#### Passage provided:
________________________________________
The policy -- while acknowledging the need for additional resources -- emphasizes better coordination of existing efforts and establishes three other goals: reducing HIV infections, providing better care for HIV-positive people and reducing health disparities. President Obama said the nation has learned much about fighting HIV/AIDS in the last 30 years but that it still needs to treat HIV-positive people much more equitably to combat the disease.
"When a person living with HIV/AIDS is treated as if she's done something wrong, when she's viewed as being somehow morally compromised, how can we expect her to get tested and disclose her diagnosis to others?" Obama asked.
The White House National HIV/AIDS Strategy, announced July 13, sets forth specific goals, including lowering new HIV infections by 25% by 2015. It seeks to achieve this goal both by focusing preventive efforts on communities with the highest HIV infection rates and implementing a national education campaign about the threat of the virus and how to prevent spreading it.
________________________________________
#### Prompt A:
Write out the passage on the national HIV/AIDS strategy word for word, beginning at the words "The White House" and stopping after "prevent spreading it.".
#### Prompt B:
In the passage on the national HIV/AIDS strategy, list the goals that the policy establishes in addition to better coordination of existing efforts.
#### Prompt C:
Answer these questions using the passage on the national HIV/AIDS strategy:
(i) On what date was the White House National HIV/AIDS Strategy announced?
(ii) By what percentage, and by what year, does the strategy aim to lower new HIV infections?
(iii) Over how many years did President Obama say the nation has learned much about fighting HIV/AIDS?

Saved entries
________________________________________
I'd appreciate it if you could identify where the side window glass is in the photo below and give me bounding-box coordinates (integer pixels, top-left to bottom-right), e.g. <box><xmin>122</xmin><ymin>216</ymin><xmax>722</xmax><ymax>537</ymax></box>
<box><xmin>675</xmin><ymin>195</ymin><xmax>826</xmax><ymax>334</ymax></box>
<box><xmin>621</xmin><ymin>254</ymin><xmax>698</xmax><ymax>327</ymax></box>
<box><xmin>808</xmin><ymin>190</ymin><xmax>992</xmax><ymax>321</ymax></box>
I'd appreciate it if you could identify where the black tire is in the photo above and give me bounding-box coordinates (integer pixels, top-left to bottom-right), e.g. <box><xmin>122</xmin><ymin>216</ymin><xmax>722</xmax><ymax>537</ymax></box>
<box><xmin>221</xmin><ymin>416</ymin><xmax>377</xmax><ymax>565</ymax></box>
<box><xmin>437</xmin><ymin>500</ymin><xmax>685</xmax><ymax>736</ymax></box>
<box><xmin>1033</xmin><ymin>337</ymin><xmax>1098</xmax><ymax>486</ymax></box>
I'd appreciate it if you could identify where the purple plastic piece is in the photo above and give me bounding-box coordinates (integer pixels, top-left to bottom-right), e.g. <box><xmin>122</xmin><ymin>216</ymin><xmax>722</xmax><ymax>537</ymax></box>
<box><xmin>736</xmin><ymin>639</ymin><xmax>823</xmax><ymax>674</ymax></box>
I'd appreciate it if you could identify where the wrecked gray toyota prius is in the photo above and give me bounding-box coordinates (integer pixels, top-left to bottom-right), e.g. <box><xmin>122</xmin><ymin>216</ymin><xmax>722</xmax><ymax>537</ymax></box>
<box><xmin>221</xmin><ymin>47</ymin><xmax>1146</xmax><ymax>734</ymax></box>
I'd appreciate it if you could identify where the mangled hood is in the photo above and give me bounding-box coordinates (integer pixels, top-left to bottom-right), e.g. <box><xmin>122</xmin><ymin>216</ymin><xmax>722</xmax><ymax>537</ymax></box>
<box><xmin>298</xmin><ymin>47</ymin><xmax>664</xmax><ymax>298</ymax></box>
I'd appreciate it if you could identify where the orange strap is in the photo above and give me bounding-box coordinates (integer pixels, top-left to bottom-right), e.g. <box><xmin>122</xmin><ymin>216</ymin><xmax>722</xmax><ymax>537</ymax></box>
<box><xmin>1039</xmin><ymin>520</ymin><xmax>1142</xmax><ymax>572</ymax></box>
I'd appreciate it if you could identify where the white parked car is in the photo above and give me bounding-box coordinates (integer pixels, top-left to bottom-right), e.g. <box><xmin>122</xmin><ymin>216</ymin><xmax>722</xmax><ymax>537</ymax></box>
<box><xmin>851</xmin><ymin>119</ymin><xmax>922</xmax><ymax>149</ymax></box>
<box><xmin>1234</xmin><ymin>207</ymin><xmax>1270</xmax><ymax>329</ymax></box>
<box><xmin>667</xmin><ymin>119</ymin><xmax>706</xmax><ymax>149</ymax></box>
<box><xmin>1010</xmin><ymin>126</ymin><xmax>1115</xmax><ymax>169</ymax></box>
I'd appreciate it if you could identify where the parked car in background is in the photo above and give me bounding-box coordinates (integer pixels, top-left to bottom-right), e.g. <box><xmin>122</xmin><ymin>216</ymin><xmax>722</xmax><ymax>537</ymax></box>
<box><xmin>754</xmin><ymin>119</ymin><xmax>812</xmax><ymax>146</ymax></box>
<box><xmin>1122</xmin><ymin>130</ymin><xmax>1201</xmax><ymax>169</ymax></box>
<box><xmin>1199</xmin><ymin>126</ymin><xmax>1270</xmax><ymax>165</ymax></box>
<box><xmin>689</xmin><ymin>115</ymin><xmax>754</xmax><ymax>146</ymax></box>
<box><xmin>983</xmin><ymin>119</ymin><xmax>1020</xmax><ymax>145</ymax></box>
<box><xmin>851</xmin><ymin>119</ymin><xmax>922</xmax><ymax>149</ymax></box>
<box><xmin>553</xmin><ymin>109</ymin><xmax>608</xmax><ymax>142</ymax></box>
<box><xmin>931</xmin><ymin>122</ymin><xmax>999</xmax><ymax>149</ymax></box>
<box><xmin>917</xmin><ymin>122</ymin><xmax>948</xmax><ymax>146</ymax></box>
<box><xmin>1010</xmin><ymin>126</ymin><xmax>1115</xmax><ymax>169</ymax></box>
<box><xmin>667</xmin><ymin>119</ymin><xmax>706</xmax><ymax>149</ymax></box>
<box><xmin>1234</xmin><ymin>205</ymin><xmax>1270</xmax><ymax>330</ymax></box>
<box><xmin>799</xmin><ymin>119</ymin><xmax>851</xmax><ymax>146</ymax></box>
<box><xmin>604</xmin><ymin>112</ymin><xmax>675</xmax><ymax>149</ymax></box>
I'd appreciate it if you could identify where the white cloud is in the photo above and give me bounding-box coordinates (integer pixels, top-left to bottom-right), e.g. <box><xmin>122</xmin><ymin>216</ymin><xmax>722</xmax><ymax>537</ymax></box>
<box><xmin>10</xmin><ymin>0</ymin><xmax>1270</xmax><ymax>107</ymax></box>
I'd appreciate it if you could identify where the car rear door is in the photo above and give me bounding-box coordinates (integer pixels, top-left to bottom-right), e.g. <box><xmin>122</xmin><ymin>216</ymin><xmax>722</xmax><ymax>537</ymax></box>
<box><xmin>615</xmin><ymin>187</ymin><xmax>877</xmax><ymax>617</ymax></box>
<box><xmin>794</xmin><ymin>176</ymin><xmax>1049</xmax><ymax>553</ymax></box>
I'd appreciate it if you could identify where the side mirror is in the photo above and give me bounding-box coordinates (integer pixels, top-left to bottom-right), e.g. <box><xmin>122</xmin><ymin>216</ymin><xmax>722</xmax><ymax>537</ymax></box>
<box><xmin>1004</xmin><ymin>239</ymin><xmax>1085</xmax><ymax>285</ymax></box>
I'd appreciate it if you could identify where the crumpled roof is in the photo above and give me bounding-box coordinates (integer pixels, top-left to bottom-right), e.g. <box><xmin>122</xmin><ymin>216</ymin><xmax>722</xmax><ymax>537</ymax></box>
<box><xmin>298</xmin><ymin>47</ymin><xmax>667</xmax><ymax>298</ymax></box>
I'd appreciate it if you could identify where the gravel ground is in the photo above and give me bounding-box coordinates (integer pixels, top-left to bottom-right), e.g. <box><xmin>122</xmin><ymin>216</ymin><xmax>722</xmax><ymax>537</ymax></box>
________________________________________
#### Answer space A:
The White House National HIV/AIDS Strategy, announced July 13, sets forth specific goals, including lowering new HIV infections by 25% by 2015. It seeks to achieve this goal both by focusing preventive efforts on communities with the highest HIV infection rates and implementing a national education campaign about the threat of the virus and how to prevent spreading it.

#### Answer space B:
- Reducing HIV infections
- Providing better care for HIV-positive people
- Reducing health disparities

#### Answer space C:
(i) July 13
(ii) By 25%, by 2015
(iii) The last 30 years